-- START --

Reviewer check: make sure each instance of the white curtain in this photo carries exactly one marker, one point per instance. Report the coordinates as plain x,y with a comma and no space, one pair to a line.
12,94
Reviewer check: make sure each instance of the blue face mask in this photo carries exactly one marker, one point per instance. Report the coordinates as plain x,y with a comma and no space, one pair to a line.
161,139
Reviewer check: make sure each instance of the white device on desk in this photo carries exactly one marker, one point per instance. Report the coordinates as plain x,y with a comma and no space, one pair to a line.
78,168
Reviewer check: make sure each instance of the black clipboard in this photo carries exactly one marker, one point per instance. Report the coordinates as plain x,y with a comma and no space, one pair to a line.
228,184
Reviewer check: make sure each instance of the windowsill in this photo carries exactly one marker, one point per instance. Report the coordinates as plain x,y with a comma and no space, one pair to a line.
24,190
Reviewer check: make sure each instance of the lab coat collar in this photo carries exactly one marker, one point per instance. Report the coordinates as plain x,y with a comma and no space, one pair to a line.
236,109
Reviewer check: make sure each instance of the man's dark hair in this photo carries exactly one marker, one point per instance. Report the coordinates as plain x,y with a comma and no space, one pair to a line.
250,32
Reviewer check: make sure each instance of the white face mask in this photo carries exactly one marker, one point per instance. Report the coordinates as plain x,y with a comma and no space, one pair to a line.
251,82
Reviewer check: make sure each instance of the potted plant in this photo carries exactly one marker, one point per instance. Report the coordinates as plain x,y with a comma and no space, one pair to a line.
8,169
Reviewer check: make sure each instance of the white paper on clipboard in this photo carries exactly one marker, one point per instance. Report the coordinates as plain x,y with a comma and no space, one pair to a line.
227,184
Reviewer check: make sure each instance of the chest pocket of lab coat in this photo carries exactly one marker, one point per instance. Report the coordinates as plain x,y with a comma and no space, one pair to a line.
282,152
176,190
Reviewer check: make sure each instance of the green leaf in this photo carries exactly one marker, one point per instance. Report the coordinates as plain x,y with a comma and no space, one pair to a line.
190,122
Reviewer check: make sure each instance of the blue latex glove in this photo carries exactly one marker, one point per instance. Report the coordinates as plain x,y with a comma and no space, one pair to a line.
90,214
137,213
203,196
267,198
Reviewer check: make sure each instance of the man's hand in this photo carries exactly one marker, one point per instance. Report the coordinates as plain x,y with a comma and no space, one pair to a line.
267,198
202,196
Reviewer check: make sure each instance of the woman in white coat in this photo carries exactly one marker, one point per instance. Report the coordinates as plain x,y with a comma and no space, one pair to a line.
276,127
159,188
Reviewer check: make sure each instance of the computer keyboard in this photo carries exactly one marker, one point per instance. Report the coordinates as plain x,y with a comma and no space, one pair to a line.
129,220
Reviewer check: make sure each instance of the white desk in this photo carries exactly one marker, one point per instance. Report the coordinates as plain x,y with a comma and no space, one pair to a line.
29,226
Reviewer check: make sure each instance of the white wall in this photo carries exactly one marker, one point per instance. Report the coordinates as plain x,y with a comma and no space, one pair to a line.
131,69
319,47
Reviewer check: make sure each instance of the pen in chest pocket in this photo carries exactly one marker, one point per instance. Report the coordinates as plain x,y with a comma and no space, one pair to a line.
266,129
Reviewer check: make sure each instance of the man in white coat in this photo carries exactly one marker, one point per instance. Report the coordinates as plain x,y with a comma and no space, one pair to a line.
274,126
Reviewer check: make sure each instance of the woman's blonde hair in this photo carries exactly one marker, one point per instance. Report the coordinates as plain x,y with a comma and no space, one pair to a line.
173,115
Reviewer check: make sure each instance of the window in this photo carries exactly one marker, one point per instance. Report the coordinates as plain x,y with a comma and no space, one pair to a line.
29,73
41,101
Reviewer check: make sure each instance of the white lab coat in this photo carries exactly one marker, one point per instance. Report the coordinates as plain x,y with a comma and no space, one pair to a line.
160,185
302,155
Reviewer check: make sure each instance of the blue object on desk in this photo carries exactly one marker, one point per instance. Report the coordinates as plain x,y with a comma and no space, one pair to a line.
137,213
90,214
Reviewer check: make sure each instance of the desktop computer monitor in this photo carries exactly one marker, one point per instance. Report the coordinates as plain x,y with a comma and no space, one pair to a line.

-- END --

Written request:
Begin with the line containing "Reviewer check: make sure each instance of the man in" and repeat each line exactly until the records above end.

Written answer:
Reviewer check: make sure each instance of the man in white coat in this photo carries exactly one marker, one point per instance. Report the coordinates as plain x,y with a comma and no space, one pair to a line.
274,126
Reviewer check: make sure each instance of the woman's blonde hair in this photo carries exactly one marker, one point per instance. Report the coordinates as plain x,y with a comma and no space, one pair to a line.
173,115
Reviewer check: make sure each instance of the window in this photo carries exactly one marker, one point per instance. Report the coordinates as plain x,y with a comma and no space, one pair to a line.
29,73
41,101
Reviewer check: make sure each instance of the white lab coat in this photo carries exactly one marker, one point per instance. Report the coordinates as plain x,y with a comma and no space, one pair to a line.
160,185
302,155
Reviewer check: make sure each instance of the blue object on desk in this photo carries exactly one marker, one point per instance. Report the coordinates as plain x,y with a comma and no space, one pair to a line.
137,213
90,214
Reviewer check: make sure each instance of the desktop computer monitor in this photo carries exactly one marker, one point per instance. Report the coordinates as plain x,y with a comma and no space, one pair to a line.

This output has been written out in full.